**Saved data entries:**

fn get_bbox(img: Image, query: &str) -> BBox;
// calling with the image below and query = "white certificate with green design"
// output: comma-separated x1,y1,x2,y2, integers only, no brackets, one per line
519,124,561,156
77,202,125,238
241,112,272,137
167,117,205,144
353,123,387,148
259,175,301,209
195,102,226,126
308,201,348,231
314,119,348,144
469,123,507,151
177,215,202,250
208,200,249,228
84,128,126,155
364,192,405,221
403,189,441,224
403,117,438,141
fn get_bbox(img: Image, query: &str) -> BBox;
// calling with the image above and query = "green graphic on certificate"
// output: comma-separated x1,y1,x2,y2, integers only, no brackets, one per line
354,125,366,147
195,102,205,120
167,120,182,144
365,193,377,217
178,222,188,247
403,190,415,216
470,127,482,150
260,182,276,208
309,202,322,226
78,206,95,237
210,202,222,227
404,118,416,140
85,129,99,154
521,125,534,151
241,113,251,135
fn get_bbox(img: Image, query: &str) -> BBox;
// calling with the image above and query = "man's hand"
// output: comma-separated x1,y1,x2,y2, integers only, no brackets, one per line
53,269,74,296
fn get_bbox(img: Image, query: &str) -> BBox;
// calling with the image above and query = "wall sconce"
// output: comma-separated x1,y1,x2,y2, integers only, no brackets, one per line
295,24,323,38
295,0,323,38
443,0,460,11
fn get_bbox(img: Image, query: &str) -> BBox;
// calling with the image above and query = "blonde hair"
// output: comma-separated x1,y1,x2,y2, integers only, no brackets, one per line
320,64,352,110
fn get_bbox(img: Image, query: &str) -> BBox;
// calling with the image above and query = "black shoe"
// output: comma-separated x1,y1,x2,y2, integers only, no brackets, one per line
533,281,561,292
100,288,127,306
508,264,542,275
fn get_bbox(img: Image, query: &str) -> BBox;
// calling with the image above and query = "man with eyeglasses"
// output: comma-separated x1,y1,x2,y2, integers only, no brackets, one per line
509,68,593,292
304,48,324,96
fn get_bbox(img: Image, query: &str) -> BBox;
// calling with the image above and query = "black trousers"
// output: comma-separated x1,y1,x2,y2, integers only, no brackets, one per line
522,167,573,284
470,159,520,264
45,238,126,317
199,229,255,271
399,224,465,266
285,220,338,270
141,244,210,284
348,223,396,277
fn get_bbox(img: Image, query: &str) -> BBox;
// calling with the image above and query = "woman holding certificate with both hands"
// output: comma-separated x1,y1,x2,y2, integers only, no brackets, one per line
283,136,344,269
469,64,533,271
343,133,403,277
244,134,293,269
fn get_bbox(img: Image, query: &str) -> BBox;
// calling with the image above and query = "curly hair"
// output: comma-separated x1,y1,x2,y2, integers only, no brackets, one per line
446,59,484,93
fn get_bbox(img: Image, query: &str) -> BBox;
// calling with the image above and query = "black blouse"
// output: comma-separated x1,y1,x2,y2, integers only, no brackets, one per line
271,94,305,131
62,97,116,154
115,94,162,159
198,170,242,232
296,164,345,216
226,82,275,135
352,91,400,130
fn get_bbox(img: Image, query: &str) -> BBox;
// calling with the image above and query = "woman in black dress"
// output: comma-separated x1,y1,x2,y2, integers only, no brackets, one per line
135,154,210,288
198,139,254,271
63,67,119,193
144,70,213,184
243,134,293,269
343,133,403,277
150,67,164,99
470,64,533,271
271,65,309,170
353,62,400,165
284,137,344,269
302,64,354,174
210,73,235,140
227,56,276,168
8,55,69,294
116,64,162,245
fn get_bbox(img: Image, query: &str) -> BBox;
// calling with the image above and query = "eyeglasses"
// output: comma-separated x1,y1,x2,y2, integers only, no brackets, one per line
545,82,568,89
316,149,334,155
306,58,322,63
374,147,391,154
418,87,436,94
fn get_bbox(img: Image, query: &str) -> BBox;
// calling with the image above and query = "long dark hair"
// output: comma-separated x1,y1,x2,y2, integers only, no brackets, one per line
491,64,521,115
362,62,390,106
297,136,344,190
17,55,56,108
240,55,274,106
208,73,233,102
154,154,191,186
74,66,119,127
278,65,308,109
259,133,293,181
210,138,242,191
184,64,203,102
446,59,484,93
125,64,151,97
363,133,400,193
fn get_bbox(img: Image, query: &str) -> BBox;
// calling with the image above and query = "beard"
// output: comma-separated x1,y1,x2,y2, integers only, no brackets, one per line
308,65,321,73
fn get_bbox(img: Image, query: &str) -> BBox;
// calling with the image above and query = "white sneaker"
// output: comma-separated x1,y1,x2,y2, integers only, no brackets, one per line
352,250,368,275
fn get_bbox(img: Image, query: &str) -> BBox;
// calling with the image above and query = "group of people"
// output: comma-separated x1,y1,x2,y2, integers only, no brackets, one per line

**Exercise prompt:** Which lines above contain "white"? Show each of them.

**Solution to this exercise:**
// calling with the image below and query = "white certificate with green design"
// calling with the image above and query = "white sneaker"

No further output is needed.